Segment Start: AVAILABLE DATA

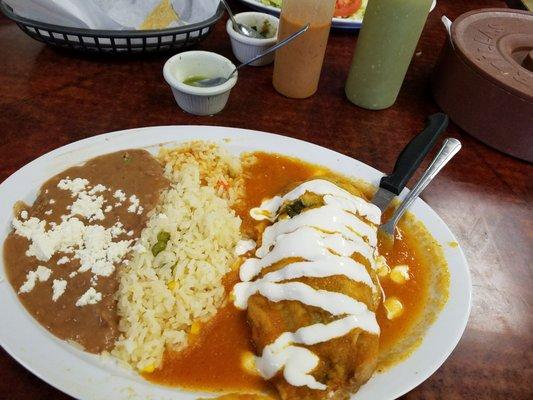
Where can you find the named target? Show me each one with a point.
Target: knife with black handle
(409, 160)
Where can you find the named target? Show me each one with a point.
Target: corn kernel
(149, 369)
(248, 363)
(195, 328)
(383, 268)
(400, 274)
(394, 307)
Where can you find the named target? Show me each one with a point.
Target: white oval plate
(339, 23)
(87, 376)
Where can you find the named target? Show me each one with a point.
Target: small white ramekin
(246, 48)
(199, 100)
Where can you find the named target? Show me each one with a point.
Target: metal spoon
(449, 149)
(241, 28)
(219, 81)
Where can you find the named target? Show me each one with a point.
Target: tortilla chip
(160, 17)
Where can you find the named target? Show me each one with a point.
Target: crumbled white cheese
(116, 229)
(134, 204)
(44, 244)
(75, 186)
(41, 273)
(119, 195)
(139, 248)
(99, 252)
(58, 286)
(63, 260)
(91, 296)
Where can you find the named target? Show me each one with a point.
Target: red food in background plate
(346, 8)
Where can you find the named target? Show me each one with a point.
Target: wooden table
(50, 98)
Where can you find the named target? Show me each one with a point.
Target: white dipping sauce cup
(246, 48)
(199, 100)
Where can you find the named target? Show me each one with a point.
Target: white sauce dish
(246, 48)
(199, 64)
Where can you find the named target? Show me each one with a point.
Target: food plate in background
(351, 23)
(86, 376)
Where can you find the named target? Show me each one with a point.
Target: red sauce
(213, 360)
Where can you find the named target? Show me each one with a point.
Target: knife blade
(409, 160)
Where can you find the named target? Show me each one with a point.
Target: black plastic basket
(116, 41)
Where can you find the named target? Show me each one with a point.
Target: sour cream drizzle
(322, 241)
(332, 195)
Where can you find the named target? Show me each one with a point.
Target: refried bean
(93, 326)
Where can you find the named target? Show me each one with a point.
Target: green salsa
(193, 80)
(264, 30)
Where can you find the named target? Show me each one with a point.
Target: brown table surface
(50, 98)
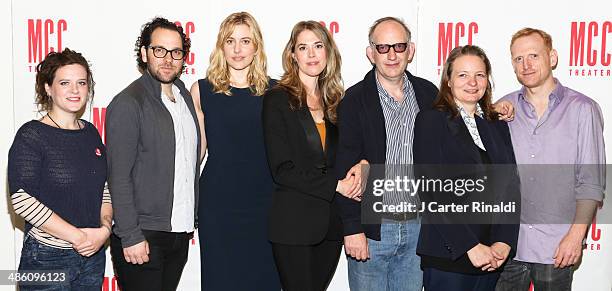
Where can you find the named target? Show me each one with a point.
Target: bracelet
(108, 228)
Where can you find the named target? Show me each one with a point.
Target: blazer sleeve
(350, 152)
(283, 165)
(428, 128)
(122, 137)
(507, 232)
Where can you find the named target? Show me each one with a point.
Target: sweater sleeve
(122, 137)
(28, 207)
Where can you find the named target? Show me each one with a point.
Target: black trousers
(167, 257)
(306, 268)
(438, 280)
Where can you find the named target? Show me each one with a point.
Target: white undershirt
(185, 158)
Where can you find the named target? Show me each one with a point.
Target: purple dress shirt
(561, 159)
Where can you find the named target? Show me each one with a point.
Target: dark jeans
(518, 275)
(437, 280)
(81, 273)
(167, 257)
(306, 268)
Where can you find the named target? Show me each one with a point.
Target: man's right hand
(137, 254)
(356, 246)
(481, 257)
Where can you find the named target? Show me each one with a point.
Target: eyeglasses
(399, 47)
(161, 52)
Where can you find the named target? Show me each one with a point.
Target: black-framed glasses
(161, 52)
(399, 47)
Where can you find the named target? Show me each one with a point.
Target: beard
(165, 79)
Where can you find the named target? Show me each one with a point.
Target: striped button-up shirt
(399, 128)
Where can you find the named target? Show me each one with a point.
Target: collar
(464, 114)
(386, 96)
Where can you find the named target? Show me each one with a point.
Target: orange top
(321, 130)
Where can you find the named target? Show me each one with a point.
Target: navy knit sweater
(64, 169)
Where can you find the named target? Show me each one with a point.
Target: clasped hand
(354, 183)
(489, 258)
(90, 240)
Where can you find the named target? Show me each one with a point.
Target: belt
(399, 216)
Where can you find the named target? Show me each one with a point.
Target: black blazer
(440, 139)
(303, 210)
(363, 136)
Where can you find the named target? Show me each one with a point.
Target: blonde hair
(218, 73)
(330, 79)
(529, 31)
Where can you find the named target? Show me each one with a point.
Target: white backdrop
(105, 33)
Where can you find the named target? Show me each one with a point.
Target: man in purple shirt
(557, 137)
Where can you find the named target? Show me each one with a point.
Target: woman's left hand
(96, 237)
(505, 110)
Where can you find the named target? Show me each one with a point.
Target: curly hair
(144, 40)
(329, 81)
(446, 100)
(45, 74)
(218, 71)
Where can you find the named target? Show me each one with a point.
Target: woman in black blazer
(462, 130)
(300, 135)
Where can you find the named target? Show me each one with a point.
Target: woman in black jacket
(300, 134)
(464, 138)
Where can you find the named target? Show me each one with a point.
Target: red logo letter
(577, 44)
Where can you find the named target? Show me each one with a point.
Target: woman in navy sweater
(57, 173)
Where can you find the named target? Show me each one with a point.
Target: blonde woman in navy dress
(235, 186)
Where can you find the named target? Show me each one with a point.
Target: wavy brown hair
(218, 72)
(45, 74)
(329, 81)
(446, 100)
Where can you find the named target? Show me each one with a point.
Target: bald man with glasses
(376, 123)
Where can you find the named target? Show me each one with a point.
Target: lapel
(312, 135)
(488, 137)
(460, 132)
(331, 141)
(419, 93)
(374, 113)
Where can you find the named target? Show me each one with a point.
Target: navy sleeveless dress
(235, 195)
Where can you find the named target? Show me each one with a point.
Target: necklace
(78, 123)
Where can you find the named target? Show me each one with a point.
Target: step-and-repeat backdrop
(105, 33)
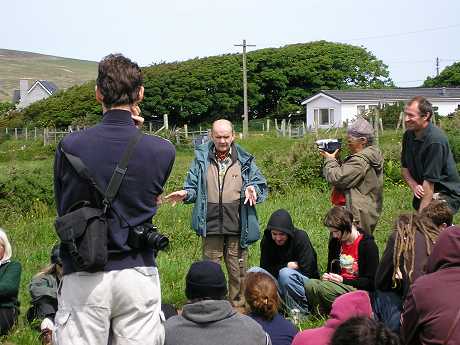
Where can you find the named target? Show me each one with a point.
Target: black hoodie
(297, 248)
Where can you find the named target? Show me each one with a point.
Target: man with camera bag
(117, 175)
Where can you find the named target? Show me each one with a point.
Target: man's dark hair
(119, 80)
(424, 106)
(340, 219)
(363, 331)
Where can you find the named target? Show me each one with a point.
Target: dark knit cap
(55, 255)
(205, 279)
(281, 220)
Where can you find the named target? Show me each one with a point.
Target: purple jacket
(349, 305)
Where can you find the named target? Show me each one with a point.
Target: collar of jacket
(202, 152)
(117, 117)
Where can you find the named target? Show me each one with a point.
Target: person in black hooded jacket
(288, 255)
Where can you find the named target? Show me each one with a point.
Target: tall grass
(32, 233)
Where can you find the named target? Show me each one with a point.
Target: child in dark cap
(208, 318)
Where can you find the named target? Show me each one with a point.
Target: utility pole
(245, 89)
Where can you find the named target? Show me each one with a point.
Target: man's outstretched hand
(251, 195)
(176, 197)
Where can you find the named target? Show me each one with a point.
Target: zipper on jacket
(221, 190)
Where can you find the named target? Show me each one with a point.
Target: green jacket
(196, 187)
(360, 177)
(10, 277)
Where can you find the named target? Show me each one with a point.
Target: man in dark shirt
(427, 163)
(125, 297)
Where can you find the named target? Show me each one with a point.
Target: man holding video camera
(358, 180)
(123, 297)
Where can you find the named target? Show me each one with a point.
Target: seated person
(352, 262)
(352, 304)
(412, 240)
(288, 255)
(208, 318)
(363, 331)
(43, 292)
(262, 298)
(440, 213)
(10, 277)
(432, 308)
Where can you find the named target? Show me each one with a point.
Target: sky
(407, 35)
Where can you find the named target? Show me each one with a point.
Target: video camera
(329, 145)
(147, 236)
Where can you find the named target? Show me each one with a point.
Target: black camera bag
(83, 230)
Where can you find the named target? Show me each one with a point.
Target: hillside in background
(64, 72)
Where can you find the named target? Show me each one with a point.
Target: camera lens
(157, 241)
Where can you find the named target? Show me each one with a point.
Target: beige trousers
(124, 303)
(216, 247)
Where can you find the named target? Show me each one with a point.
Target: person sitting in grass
(287, 254)
(10, 277)
(351, 304)
(208, 318)
(363, 331)
(407, 249)
(262, 297)
(43, 292)
(352, 261)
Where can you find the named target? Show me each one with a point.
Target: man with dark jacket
(125, 296)
(208, 318)
(288, 255)
(432, 309)
(225, 184)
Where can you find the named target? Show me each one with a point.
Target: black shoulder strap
(117, 176)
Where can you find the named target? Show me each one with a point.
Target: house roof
(395, 94)
(49, 86)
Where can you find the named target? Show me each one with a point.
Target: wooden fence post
(165, 121)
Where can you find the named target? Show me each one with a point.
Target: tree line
(203, 89)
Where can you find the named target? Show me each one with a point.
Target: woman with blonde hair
(10, 277)
(263, 300)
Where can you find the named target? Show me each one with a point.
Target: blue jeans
(387, 307)
(291, 287)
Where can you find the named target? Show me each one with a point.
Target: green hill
(64, 72)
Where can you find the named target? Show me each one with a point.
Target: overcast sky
(407, 35)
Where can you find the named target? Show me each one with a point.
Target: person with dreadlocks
(403, 261)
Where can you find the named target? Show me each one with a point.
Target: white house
(331, 108)
(39, 90)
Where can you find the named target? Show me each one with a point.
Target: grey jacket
(360, 177)
(212, 322)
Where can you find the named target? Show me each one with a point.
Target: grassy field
(32, 233)
(64, 72)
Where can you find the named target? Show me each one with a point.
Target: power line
(406, 33)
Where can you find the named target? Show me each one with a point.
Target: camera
(147, 236)
(329, 145)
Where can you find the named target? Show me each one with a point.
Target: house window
(324, 116)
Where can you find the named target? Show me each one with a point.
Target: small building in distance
(40, 89)
(331, 108)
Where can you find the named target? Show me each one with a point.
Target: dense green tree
(200, 90)
(449, 77)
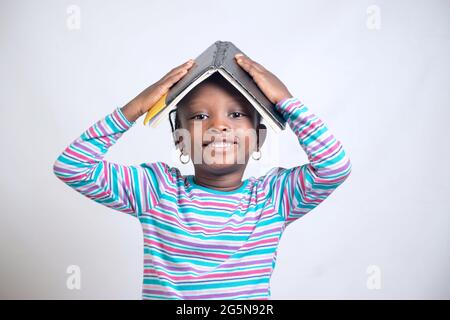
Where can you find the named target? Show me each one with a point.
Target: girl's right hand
(143, 102)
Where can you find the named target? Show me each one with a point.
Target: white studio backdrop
(376, 72)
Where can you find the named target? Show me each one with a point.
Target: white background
(382, 92)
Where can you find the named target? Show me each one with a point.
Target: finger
(247, 63)
(250, 68)
(187, 65)
(175, 77)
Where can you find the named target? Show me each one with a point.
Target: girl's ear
(177, 139)
(261, 131)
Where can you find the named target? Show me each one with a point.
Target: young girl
(209, 235)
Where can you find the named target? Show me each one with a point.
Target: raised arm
(298, 190)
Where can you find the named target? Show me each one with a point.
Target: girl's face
(218, 128)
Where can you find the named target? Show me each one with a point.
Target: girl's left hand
(270, 85)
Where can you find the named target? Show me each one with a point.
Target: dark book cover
(220, 57)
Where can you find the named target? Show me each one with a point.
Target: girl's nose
(219, 124)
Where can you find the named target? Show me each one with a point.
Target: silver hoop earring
(258, 153)
(181, 160)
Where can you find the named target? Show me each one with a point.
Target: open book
(219, 57)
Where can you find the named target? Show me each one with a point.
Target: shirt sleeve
(128, 189)
(296, 191)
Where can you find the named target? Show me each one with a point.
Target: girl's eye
(239, 114)
(199, 116)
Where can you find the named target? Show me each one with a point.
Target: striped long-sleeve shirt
(201, 243)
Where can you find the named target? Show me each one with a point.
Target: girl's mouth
(221, 144)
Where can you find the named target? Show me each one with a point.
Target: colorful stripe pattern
(200, 243)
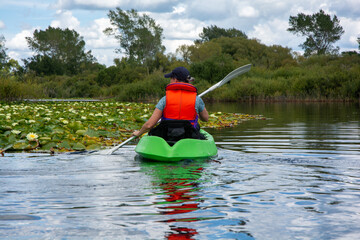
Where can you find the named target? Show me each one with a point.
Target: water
(294, 176)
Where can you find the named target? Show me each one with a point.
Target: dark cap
(180, 73)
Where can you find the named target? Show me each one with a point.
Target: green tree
(139, 36)
(63, 49)
(3, 55)
(213, 31)
(321, 32)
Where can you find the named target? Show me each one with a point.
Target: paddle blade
(227, 78)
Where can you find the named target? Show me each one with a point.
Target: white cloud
(352, 32)
(94, 36)
(96, 4)
(274, 33)
(247, 11)
(65, 19)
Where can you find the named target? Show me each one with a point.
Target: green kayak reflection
(179, 184)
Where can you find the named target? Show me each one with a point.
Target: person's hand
(136, 133)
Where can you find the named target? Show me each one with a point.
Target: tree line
(62, 68)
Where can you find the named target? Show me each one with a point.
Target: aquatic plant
(76, 126)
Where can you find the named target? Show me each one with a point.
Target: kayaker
(180, 103)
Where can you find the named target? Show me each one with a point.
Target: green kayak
(156, 148)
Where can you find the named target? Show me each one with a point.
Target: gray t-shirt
(199, 104)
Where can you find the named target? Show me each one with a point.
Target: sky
(182, 21)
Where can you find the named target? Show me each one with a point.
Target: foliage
(139, 35)
(214, 31)
(11, 90)
(3, 55)
(58, 52)
(320, 29)
(76, 126)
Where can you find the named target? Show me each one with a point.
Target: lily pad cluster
(76, 126)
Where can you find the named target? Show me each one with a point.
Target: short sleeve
(161, 104)
(199, 105)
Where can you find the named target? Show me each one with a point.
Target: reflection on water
(293, 176)
(306, 129)
(179, 184)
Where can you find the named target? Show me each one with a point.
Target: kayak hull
(156, 148)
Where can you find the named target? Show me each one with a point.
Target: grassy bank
(76, 126)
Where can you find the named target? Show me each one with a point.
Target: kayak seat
(174, 130)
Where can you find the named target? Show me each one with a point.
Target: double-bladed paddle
(226, 79)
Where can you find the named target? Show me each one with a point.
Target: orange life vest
(180, 102)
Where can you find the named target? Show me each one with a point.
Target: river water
(295, 175)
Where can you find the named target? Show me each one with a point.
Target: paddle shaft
(226, 79)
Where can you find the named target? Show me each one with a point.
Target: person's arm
(155, 117)
(204, 115)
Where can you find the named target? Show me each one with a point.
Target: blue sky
(182, 21)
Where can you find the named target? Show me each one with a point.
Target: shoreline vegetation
(277, 74)
(63, 126)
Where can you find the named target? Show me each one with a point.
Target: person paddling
(180, 103)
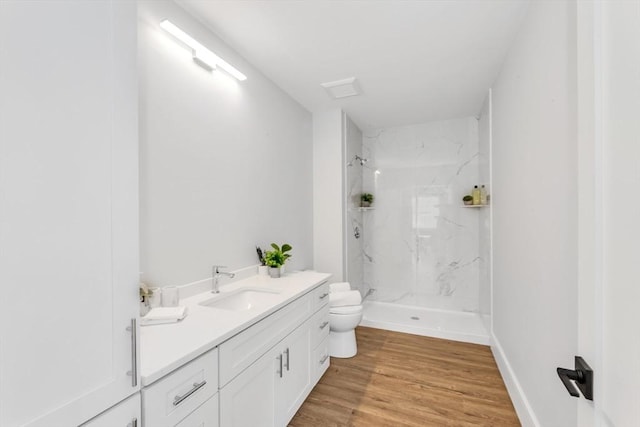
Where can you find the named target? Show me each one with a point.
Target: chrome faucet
(216, 275)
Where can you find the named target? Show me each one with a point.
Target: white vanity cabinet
(186, 397)
(124, 414)
(274, 385)
(69, 210)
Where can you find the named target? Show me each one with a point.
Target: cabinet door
(249, 400)
(205, 416)
(68, 209)
(124, 414)
(294, 386)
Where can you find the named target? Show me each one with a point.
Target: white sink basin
(244, 299)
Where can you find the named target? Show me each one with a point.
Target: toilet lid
(348, 309)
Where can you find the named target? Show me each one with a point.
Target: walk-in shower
(421, 258)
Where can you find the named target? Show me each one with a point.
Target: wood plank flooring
(408, 380)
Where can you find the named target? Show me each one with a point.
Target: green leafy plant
(366, 197)
(278, 256)
(145, 292)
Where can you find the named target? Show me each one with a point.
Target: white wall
(484, 215)
(225, 165)
(328, 195)
(534, 202)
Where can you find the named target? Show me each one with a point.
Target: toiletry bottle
(475, 194)
(483, 195)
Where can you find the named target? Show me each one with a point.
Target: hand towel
(160, 315)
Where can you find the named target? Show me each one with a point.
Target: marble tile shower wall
(420, 245)
(354, 225)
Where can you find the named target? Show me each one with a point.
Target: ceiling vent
(342, 88)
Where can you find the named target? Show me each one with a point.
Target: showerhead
(359, 159)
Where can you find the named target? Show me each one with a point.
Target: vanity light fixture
(201, 55)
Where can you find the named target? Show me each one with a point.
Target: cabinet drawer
(239, 352)
(175, 396)
(205, 416)
(320, 295)
(320, 360)
(319, 325)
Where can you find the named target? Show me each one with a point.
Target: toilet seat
(349, 309)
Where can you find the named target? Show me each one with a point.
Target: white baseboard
(521, 404)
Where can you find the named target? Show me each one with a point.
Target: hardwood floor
(408, 380)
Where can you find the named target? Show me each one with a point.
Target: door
(295, 384)
(610, 182)
(249, 400)
(68, 209)
(124, 414)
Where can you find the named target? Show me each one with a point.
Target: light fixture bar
(201, 55)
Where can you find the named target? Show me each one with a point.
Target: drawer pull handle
(287, 351)
(134, 353)
(196, 386)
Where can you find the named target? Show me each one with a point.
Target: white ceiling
(415, 61)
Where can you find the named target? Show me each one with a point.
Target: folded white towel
(341, 299)
(160, 315)
(339, 287)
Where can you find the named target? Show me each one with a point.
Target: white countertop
(164, 348)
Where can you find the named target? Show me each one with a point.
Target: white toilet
(345, 313)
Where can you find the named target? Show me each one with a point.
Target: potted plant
(366, 199)
(276, 258)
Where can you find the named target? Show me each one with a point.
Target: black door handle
(583, 377)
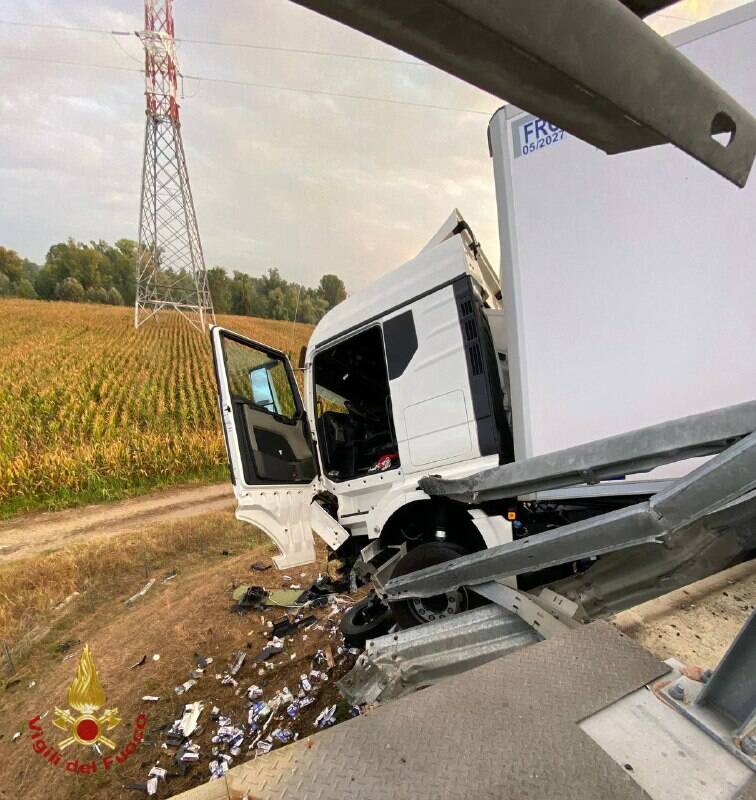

Segment End: AVAILABLE DATA

§ TASK ITEM
Exactly as they stand, write the lines from the one holding "Target: folded white towel" to the end of the material, both ends included. Do not copy the pictures.

§ EXERCISE SOLUTION
Target: folded white towel
(341, 299)
(160, 315)
(339, 287)
Where can you find the named target? Show me each one with a point.
Target: white countertop
(164, 348)
Where can you find the named target? Show me each one with a point.
Target: white toilet
(345, 313)
Where can you find the named target? Show me each one with a point.
Target: potted plant
(366, 199)
(276, 258)
Where can you find the named target? Show me each one with a point.
Target: black door handle
(583, 377)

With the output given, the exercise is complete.